**To be done**
Put all of the items below into a numbered list, omitting any blank lines and leaving out the pictures.

**Input**
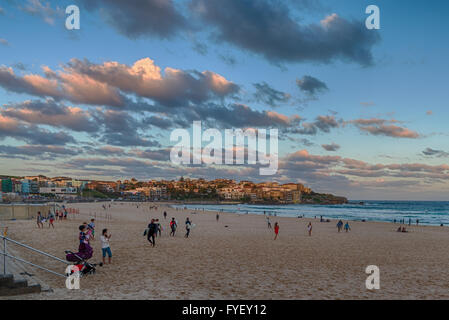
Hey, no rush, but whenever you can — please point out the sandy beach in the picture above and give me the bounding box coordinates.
[2,203,449,299]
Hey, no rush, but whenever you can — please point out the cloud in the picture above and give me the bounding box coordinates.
[20,0,64,25]
[182,103,300,129]
[190,0,380,66]
[422,148,449,157]
[0,115,76,145]
[296,76,329,96]
[0,145,80,159]
[288,115,343,135]
[92,109,160,147]
[348,118,419,139]
[81,0,189,39]
[0,98,98,132]
[0,58,240,107]
[321,142,340,151]
[254,82,291,108]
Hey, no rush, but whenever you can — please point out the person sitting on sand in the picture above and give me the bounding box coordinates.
[100,229,112,264]
[274,222,279,240]
[170,218,178,237]
[307,222,312,237]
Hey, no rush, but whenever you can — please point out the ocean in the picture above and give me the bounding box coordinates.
[173,200,449,226]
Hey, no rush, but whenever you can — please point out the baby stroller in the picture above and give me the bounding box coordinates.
[65,246,103,276]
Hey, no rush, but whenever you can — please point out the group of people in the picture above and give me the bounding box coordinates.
[266,216,351,240]
[143,216,194,247]
[66,219,112,264]
[36,208,68,229]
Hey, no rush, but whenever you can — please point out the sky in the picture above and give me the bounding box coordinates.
[0,0,449,200]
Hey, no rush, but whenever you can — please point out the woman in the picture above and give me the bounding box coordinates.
[48,211,55,229]
[307,222,312,237]
[170,218,178,237]
[100,229,112,264]
[274,222,279,240]
[185,218,192,238]
[36,211,44,229]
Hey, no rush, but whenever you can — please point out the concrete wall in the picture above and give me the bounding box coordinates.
[0,204,51,220]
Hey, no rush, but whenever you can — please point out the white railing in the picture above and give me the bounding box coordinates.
[0,235,70,278]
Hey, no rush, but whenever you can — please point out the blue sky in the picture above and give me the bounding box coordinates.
[0,0,449,200]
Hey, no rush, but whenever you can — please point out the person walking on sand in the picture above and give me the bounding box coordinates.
[87,218,95,240]
[267,217,271,229]
[147,219,157,247]
[337,220,343,232]
[170,218,178,237]
[274,222,279,240]
[48,211,55,229]
[100,229,112,264]
[185,218,192,238]
[36,211,44,229]
[156,219,162,237]
[307,222,312,237]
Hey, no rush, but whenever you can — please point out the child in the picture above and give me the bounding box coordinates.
[100,229,112,264]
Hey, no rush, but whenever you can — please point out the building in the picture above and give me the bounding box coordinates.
[2,178,13,193]
[39,187,77,196]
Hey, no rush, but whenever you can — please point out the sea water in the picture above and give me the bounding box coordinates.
[173,200,449,226]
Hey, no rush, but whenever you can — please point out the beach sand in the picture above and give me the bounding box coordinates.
[0,203,449,299]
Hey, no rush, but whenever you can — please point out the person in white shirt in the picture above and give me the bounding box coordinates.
[100,229,112,264]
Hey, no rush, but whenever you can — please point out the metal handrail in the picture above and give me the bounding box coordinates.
[0,235,70,277]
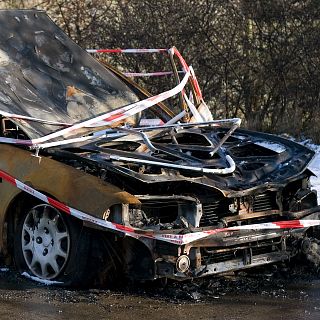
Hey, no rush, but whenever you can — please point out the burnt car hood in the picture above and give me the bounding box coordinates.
[48,127,315,197]
[0,10,139,138]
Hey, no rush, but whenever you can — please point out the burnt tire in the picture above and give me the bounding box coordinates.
[14,204,121,287]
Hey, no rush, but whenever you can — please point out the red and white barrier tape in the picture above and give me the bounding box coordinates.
[0,170,320,245]
[123,71,173,77]
[87,49,168,53]
[0,72,190,147]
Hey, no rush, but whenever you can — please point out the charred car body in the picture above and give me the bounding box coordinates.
[0,10,320,284]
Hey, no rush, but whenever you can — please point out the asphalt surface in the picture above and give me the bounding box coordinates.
[0,269,320,320]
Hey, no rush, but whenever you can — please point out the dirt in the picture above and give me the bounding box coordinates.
[0,266,320,320]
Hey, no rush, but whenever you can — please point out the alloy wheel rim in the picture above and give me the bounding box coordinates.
[21,204,70,280]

**Worked answer**
1. Hey, no rush, but whenever you can — please point out the sandy beach in the picture above and give me the bounding box coordinates.
2. [2,203,449,299]
3. Hey, no rush, but whenever you can — please point out the cloud in the picture above and give me the bounding box coordinates.
4. [20,0,64,25]
5. [182,103,300,129]
6. [190,0,380,66]
7. [422,148,449,157]
8. [0,115,76,145]
9. [296,76,329,96]
10. [0,145,80,159]
11. [288,115,343,135]
12. [92,109,160,147]
13. [348,118,419,139]
14. [81,0,189,39]
15. [0,98,98,132]
16. [0,58,240,107]
17. [321,142,340,151]
18. [254,82,291,108]
19. Hey, no rush, but whenever you can — please point out the person sitting on sand in the picture above and give me the bounding box coordinates.
20. [100,229,112,264]
21. [274,222,279,240]
22. [170,218,178,237]
23. [307,222,312,237]
24. Hey, no rush, but whenever you can — please point out the ocean in the picture above and give me the bounding box coordinates.
25. [173,200,449,226]
26. Hey, no rush, but whenever you can — please point out the baby stroller in the picture above and give me the bounding box coordinates.
27. [65,246,103,276]
28. Hey, no rush, but whenever you can — please point out the group of people in the picture above and give me the bounding box coordinates.
29. [266,216,351,240]
30. [143,216,194,247]
31. [66,219,112,264]
32. [36,208,68,229]
33. Hey, no rush, but whenever you can — please point out the sky in the picture above and give me the bounding box coordinates.
34. [0,0,449,200]
35. Hey, no rush, but whenever you can — please point out the woman in the picture above and give me the bounding box coordinates.
36. [48,211,55,229]
37. [307,222,312,237]
38. [170,218,178,237]
39. [100,229,112,264]
40. [274,222,279,240]
41. [185,218,192,238]
42. [36,211,44,229]
43. Hey, no rush, but whenever you can — please point out the concrete wall in the picture above and give me the bounding box coordinates.
44. [0,204,51,220]
45. Hey, no rush, but whenever you can — please point out the white railing in the picture above and give me the bounding box coordinates.
46. [0,235,70,278]
47. Hey, no rush, but whenever you can — please point out the blue sky in the picture above and give me the bounding box coordinates.
48. [0,0,449,200]
49. Hey, no rush, but whenever you can — please point out the person walking on sand in the picture above and give me the bounding box coordinates.
50. [87,218,95,240]
51. [267,217,271,229]
52. [147,219,157,247]
53. [337,220,343,232]
54. [170,218,178,237]
55. [274,222,279,240]
56. [48,211,55,229]
57. [100,229,112,264]
58. [185,218,192,238]
59. [36,211,44,229]
60. [156,219,162,237]
61. [307,222,312,237]
62. Hey, no rush, but whenever you can — please point out the child in the picture above and give me the bounding box coordinates.
63. [100,229,112,264]
64. Hey, no rush, but whenever you can — please point out the building in the picture above and give me the bounding box coordinates.
65. [2,178,13,193]
66. [39,187,77,196]
67. Hey, no rush, but whenever you can — please point out the sea water in the picture above and give me the bounding box coordinates.
68. [173,200,449,226]
69. Hey, no rush, but whenever you can — please point out the beach sand in the picture above and give me the bounding box coordinates.
70. [0,203,449,299]
71. Hey, no rush, but whenever you can — please point out the person in white shirt in the picture above and give me the bounding box coordinates.
72. [100,229,112,264]
73. Hey, no rush, but whenever you can — please point out the metal handrail in the picture above and give me the bounding box coordinates.
74. [0,235,70,277]
75. Hey, no rush, but whenever you can — please point out the burnt car hood in the picture above and give me the bounding box coordinates.
76. [48,127,315,197]
77. [0,10,139,138]
78. Hey, no rush, but whenever you can — please point out the burnt tire in the picture above and give me the bounding box coordinates.
79. [14,204,121,287]
80. Hey, no rush, but whenever you can — please point out the red and white barrier tape in the picture above and give me the bounding box coordinates.
81. [0,170,320,245]
82. [123,71,173,77]
83. [87,49,168,53]
84. [0,72,190,147]
85. Hey, no rush, but whenever you can — please point out the charred car body in the picture above and give me the bounding box coordinates.
86. [0,10,320,284]
87. Hey, no rush, but whenever you can — please point out the asphalt surface in the picture above and give me the bounding box coordinates.
88. [0,269,320,320]
89. Hey, no rush, but whenever you can — please point out the dirt in the picture above and give me the bounding box coordinates.
90. [0,266,320,320]
91. Hey, no rush, but whenever you can — please point out the alloy wheel rim in the picture above and give me the bounding box coordinates.
92. [21,204,70,280]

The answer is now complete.